== Tekstfragment

De raad heeft het hof geadviseerd om geen omgangsregeling vast te leggen tussen de vader en de kinderen omdat dat op dit moment te belastend voor de kinderen is. De vader dient wel geïnformeerd te worden over hoe het met de kinderen gaat. Hij kan ook zelf aan de kinderen vertellen hoe het met hem gaat zodat zij zich een beeld kunnen vormen van de vader en hij op die manier toch deel uitmaakt van hun leven. De deur moet op een kier blijven voor de toekomst. De GI heeft geopperd dat de vader ook kaartjes aan de kinderen kan sturen.
Het hof is het met de raad en de GI eens dat het belangrijk is dat de vader aan [de minderjarige1] en [de minderjarige2] laat weten dat hij in hun leven is, en aan hen denkt en moeite voor hen doet, bijvoorbeeld door het sturen van een kaart. Door op deze manier contact te houden, wordt het voor [de minderjarige1] en [de minderjarige2] makkelijker in de toekomst om contact met hem op te nemen wanneer zij er zelf aan toe zijn.

====
== Aangeleverde gegevens

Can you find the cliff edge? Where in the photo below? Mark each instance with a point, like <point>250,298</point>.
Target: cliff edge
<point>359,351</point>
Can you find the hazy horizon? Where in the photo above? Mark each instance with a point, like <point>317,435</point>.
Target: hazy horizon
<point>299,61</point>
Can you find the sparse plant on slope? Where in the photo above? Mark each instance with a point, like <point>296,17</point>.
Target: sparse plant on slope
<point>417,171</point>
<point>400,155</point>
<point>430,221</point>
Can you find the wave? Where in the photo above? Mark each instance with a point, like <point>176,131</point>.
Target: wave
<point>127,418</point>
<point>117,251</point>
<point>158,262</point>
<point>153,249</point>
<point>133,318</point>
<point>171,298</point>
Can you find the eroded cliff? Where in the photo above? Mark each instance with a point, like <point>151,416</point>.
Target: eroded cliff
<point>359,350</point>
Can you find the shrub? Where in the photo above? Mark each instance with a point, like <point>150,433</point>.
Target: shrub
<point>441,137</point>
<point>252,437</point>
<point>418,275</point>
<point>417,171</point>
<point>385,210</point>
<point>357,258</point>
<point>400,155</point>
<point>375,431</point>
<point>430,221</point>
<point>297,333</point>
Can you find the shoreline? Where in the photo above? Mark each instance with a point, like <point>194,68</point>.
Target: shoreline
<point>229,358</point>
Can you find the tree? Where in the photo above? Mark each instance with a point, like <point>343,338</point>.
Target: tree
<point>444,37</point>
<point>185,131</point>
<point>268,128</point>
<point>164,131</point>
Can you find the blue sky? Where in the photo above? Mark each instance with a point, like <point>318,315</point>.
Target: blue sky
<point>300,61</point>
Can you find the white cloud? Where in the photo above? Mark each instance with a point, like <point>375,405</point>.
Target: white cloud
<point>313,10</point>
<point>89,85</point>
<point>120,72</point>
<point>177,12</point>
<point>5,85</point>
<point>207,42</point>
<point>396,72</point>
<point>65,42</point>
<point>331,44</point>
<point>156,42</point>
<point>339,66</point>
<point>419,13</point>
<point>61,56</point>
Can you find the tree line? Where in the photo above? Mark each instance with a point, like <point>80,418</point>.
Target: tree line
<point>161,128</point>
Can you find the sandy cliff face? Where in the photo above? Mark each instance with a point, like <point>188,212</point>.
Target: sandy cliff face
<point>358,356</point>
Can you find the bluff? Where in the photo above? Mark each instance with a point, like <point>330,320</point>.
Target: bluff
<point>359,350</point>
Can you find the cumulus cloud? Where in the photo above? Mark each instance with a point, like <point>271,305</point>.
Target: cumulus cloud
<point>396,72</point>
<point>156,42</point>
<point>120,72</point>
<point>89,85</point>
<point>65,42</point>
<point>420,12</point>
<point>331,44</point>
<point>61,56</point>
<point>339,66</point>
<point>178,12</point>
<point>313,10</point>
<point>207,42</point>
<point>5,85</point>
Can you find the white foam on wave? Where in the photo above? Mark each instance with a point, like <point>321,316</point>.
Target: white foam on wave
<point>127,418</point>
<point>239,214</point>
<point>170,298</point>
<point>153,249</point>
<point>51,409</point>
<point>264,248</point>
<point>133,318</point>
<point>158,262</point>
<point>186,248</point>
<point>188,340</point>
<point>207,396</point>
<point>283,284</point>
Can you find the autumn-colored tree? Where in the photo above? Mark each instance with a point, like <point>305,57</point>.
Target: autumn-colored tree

====

Vragen en opdrachten -
a – Wat heeft de GI volgens het tekstfragment voorgesteld?
b – Neem het deel van het tekstfragment over dat opent met de woorden "De raad heeft" en sluit met "kinderen kan sturen.", en vervang daarin "kinderen" door "minderjarigen".
De aangeleverde gegevens spelen hierbij geen enkele rol.

Antwoorden op volgorde -
a – Dat de vader kaartjes aan de kinderen kan sturen.

b –
De raad heeft het hof geadviseerd om geen omgangsregeling vast te leggen tussen de vader en de minderjarigen omdat dat op dit moment te belastend voor de minderjarigen is. De vader dient wel geïnformeerd te worden over hoe het met de minderjarigen gaat. Hij kan ook zelf aan de minderjarigen vertellen hoe het met hem gaat zodat zij zich een beeld kunnen vormen van de vader en hij op die manier toch deel uitmaakt van hun leven. De deur moet op een kier blijven voor de toekomst. De GI heeft geopperd dat de vader ook kaartjes aan de minderjarigen kan sturen.